[Selected excerpt Boundary: Start]
A bony fist, a joint, a diarthrodial prominence, the knuckle has been perpetrated by those who know not their anatomy and synonymously confuse RA and OA. This articulation confusingly refers to either the PIP or MCP joints. Some have resorted to naming knuckles the 1st or major knuckles (MCPs), 2nd knuckles (PIPs) and 3rd knuckles (DIP) – but these are bones, not movements in a concerto.  Brandished is the knuckle, only to be employed with greater specificity by persons of strange or erroneous thinking (knuckle-heads).

 

The death rattle has long passed for Lumbago; whose vagueness was defined by wherever the hand might wax over the lower spine. Ill-considered to be the predecessor of the Winnebago or an old Italian dialect, the use of this medieval lumbar term dates to 1734 when Sydenham labeled lumbago as a third form of rheumatism. Yet its days persisted well beyond mesmerism and folk medicine.  As a term without cause and of numerous origins, it has been made antiquated by science, imaging and those who understand the pathways to low back pain.

 

I believe it was Sting who sang “I want my MCTD”.  Mixed connective tissue disease (MCTD) was first described in Gordon Sharp's 1972 AMJ article on 25 patients with high titer ANA’s with extractable nuclear antigen specificity for U1-RNP. (http://bit.ly/2OS2Q7Z)  This was the prototypical overlap disease with features of lupus, rheumatoid arthritis, scleroderma, and inflammatory myositis. But it was Dr. Robert Bennet best described the disorder in 1980s as a laboratory finding (high titer RNP) in search of a clinical syndrome, as many patients with “MCTD” ultimately become reclassified  into a predominant picture of  RA, myositis, scleroderma or lupus.  Yet there as still many who are married to this acronym (hopefully not the same who have abandoned CREST) (http://bit.ly/2MriYAL ). The preferred terminology should be undifferentiated connective tissue disease (UCTD) or overlap syndrome (qualified by the contributing elements – “overlap of RA and myositis”). Bottom line is you only treat the prevailing elements as there is no specific treatments for MCTD. RIP RNP!
[Selected excerpt Boundary: End]
Copy the passage on outdated rheumatology terms from "A bony fist, a" to "erroneous thinking (knuckle-heads).", swapping "concerto" for "symphony".
[The data Boundary: Start]
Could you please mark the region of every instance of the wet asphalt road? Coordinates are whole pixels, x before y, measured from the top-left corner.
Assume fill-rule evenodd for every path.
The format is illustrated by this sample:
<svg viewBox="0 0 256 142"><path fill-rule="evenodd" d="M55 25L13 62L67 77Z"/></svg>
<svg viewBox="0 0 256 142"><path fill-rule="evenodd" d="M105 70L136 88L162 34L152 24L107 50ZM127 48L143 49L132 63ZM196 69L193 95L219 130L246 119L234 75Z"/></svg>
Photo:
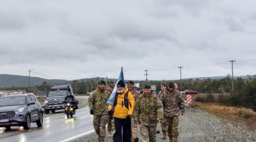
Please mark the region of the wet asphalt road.
<svg viewBox="0 0 256 142"><path fill-rule="evenodd" d="M92 118L88 107L77 110L73 118L67 119L63 111L49 117L44 115L40 127L32 123L30 130L22 127L12 127L9 130L0 128L0 141L65 141L93 130Z"/></svg>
[The data Boundary: End]
Final answer »
A bony fist, a joint, a diarthrodial prominence, the knuckle has been perpetrated by those who know not their anatomy and synonymously confuse RA and OA. This articulation confusingly refers to either the PIP or MCP joints. Some have resorted to naming knuckles the 1st or major knuckles (MCPs), 2nd knuckles (PIPs) and 3rd knuckles (DIP) – but these are bones, not movements in a symphony.  Brandished is the knuckle, only to be employed with greater specificity by persons of strange or erroneous thinking (knuckle-heads).